Resume the worked solution of the differential equation ysqrt(1-x^2)y'-x(1+y^2)=0 with y(0)=sqrt3, continuing right after its final line.

** DOCUMENT SEGMENT **
----
How do you find the particular solution to ysqrt(1-x^2)y'-x(1+y^2)=0 that satisfies y(0)=sqrt3?

1 Answer
Dec 31, 2016

Use the separation of variables method, integrate both sides, and then use the specified point to evaluate the constant.

Explanation:

Given: ysqrt(1 - x^2)y' - x(1 + y^2) = 0; y(0) = sqrt(3)

Use the notation dy/dx for y':

ysqrt(1 - x^2)dy/dx - x(1 + y^2) = 0

Move the second term to the right side:

ysqrt(1 - x^2)dy/dx = x(1 + y^2)

Multiply both sides of the equation by dx/(sqrt(1 - x^2)(1 + y^2))
----
Stored dataset items
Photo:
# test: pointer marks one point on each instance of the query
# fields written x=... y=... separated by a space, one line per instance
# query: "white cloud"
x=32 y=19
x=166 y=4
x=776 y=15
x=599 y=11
----
** FINAL ANSWER **
y/(1 + y^2)dy = x/sqrt(1 - x^2)dx

Integrate both sides:

inty/(1 + y^2)dy = intx/sqrt(1 - x^2)dx

(1/2)ln(1 + y^2) = -sqrt(1 - x^2) + C

Multiply both sides by 2:

ln(1 + y^2) = -2sqrt(1 - x^2) + C

Use the exponential function:

1 + y^2 = e^(-2sqrt(1 - x^2) + C)

Adding a constant in the exponent is the same as multiplying by a constant:

1 + y^2 = Ce^(-2sqrt(1 - x^2))

Subtract 1 from both sides:

y^2 = Ce^(-2sqrt(1 - x^2)) - 1

Square root both sides:

y = +-sqrt(Ce^(-2sqrt(1 - x^2)) - 1)" [1]"

Use the point to solve for C, substitute 0 for x and sqrt(3) for y:

sqrt(3) = +-sqrt(Ce^(-2sqrt(1 - 0^2)) - 1)

The above equation can only be true, if we can drop the +- and make it only positive:

sqrt(3) = sqrt(Ce^(-2sqrt(1 - 0^2)) - 1)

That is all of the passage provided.